(Records for the task begins)

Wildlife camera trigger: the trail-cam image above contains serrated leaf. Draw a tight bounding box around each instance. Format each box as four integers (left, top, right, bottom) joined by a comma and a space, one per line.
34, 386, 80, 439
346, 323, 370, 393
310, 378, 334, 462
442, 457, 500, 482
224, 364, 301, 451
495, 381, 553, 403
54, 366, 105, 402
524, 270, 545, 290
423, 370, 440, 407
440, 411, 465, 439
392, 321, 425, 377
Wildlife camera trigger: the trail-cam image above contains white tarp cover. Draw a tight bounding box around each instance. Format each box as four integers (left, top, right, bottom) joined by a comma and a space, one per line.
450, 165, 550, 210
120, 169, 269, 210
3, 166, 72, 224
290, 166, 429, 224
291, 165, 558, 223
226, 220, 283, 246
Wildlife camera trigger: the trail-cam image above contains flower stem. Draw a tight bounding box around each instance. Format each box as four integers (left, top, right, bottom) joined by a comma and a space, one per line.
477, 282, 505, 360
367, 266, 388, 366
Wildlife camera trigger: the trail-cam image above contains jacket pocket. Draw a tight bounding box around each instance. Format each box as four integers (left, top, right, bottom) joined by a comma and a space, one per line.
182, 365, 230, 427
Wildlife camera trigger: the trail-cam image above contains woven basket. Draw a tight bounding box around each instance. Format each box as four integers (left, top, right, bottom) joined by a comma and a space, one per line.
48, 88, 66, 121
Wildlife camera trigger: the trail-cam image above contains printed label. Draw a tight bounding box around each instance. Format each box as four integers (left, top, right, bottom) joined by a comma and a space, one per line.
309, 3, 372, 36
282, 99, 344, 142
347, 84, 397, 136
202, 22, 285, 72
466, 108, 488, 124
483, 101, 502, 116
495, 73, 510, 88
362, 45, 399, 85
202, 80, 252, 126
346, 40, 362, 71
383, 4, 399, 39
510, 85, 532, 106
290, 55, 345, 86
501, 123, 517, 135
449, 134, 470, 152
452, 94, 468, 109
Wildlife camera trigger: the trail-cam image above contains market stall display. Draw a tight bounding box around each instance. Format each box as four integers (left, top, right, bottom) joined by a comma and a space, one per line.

(Records for the task ends)

## Exercise prompt
Go through the records above and set each one down exactly, please.

## Solution for this task
Wildlife camera trigger: the trail-cam image above contains serrated leaf. Draw a tight bounding box around each instance. Format each box as four integers (left, top, right, bottom) joined by a comma and a space, one per line.
34, 386, 80, 439
346, 323, 370, 393
310, 378, 334, 462
442, 457, 500, 482
224, 364, 301, 451
495, 381, 553, 403
54, 366, 105, 402
524, 270, 545, 290
423, 370, 440, 407
440, 411, 465, 439
392, 321, 425, 377
Wildlife camera trigger: the trail-cam image above contains white tarp cover. Draw a tight bounding box around each instance. Format each box as four integers (left, top, right, bottom) joined by a comma and a space, one per line.
450, 165, 550, 210
120, 169, 269, 210
3, 166, 72, 224
290, 166, 429, 224
291, 165, 558, 223
226, 220, 283, 246
Wildlife camera trigger: the trail-cam image above contains flower stem. Draw a tight bounding box around each instance. Format each box as four integers (left, top, right, bottom) joined by a comma and a space, one per line.
477, 282, 505, 360
367, 266, 388, 366
Wildlife camera trigger: the trail-cam image above contains jacket pocket. Draw a tight bounding box around each instance. Format each box as four integers (left, top, right, bottom) joined by a comma and a space, one per line.
182, 365, 230, 427
Wildlife camera trigger: the trail-cam image above contains woven basket. Draw a tight bounding box around each instance. Format each box as four integers (left, top, right, bottom) joined by a comma and a space, one per line.
48, 88, 66, 121
Wildlife camera trigger: the trail-cam image above contains printed label. Draw a tight bounding box around each instance. Format each box as four integers (left, top, right, bottom) joined by a comma and a space, one per line.
309, 3, 372, 36
282, 99, 344, 142
347, 84, 397, 136
202, 22, 285, 72
466, 108, 488, 124
483, 101, 502, 116
495, 73, 510, 88
362, 45, 399, 85
202, 80, 252, 126
346, 40, 362, 71
383, 4, 399, 39
510, 85, 532, 106
290, 55, 345, 86
501, 123, 517, 135
449, 134, 470, 152
452, 94, 468, 109
Wildlife camera trigger: the trail-cam image above contains market stall display. Draw a tight bounding box around each instance. Format each box as four integers (left, top, right, bottom) joined by a comma and a space, one per line.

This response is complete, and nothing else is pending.